Written instruction: Print, exactly as given, each line of the data from the line containing "Mark the region of every instance of the man" up to and including its last line.

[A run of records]
________
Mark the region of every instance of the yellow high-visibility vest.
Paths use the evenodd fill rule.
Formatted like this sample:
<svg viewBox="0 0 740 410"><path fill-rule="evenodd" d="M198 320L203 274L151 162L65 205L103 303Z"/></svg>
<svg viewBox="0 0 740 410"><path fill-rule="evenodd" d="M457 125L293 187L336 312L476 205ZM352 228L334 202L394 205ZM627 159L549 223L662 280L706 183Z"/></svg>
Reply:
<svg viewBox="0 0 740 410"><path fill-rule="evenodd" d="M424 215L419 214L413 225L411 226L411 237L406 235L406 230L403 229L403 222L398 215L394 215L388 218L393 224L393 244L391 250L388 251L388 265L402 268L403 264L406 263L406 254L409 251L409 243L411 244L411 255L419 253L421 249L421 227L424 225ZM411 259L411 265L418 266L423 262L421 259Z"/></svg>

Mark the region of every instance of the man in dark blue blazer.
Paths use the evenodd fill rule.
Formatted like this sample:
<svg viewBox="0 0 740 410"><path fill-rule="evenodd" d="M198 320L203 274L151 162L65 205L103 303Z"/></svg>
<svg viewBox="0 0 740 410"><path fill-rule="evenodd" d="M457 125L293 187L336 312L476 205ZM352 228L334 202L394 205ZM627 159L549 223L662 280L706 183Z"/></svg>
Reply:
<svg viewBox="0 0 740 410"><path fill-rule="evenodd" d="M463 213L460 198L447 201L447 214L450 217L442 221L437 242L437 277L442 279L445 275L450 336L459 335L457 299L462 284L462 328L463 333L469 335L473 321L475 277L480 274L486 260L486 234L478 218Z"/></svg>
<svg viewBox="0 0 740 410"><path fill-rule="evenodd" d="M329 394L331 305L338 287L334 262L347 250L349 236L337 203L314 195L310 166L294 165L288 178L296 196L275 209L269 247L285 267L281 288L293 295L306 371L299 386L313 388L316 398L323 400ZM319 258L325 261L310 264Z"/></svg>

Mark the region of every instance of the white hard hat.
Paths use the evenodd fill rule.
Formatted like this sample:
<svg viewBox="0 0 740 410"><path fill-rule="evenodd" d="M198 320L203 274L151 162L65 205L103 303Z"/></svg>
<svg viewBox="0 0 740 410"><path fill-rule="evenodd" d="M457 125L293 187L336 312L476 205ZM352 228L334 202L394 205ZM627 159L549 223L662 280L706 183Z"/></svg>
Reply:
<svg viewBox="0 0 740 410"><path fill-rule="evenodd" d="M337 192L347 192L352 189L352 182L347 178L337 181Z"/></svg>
________
Correct result:
Mark the region of every instance of the man in dark blue blazer.
Paths use the evenodd fill rule.
Formatted like this sample:
<svg viewBox="0 0 740 410"><path fill-rule="evenodd" d="M198 320L203 274L151 162L65 205L103 303Z"/></svg>
<svg viewBox="0 0 740 410"><path fill-rule="evenodd" d="M457 125L293 187L336 312L476 205ZM352 228L334 202L394 205ZM627 159L549 223L662 280L706 183Z"/></svg>
Reply:
<svg viewBox="0 0 740 410"><path fill-rule="evenodd" d="M463 213L460 198L447 201L447 214L450 217L442 221L437 242L437 277L442 279L445 275L450 336L459 335L457 299L462 284L462 328L463 333L469 335L473 321L475 277L480 274L486 260L486 234L478 218Z"/></svg>
<svg viewBox="0 0 740 410"><path fill-rule="evenodd" d="M329 394L331 305L338 287L334 262L347 250L349 236L337 203L314 195L310 166L294 165L288 178L296 196L275 209L269 247L285 267L281 288L293 295L306 371L299 386L313 388L316 398L323 400ZM319 258L325 261L310 264Z"/></svg>

Mark the region of every instance of the white hard hat.
Paths use the evenodd fill rule.
Formatted like this sample:
<svg viewBox="0 0 740 410"><path fill-rule="evenodd" d="M198 320L203 274L151 162L65 205L103 303Z"/></svg>
<svg viewBox="0 0 740 410"><path fill-rule="evenodd" d="M457 125L293 187L336 312L476 205ZM352 228L334 202L394 205ZM627 159L549 223L662 280L706 183Z"/></svg>
Reply:
<svg viewBox="0 0 740 410"><path fill-rule="evenodd" d="M337 192L347 192L352 189L352 182L347 178L337 181Z"/></svg>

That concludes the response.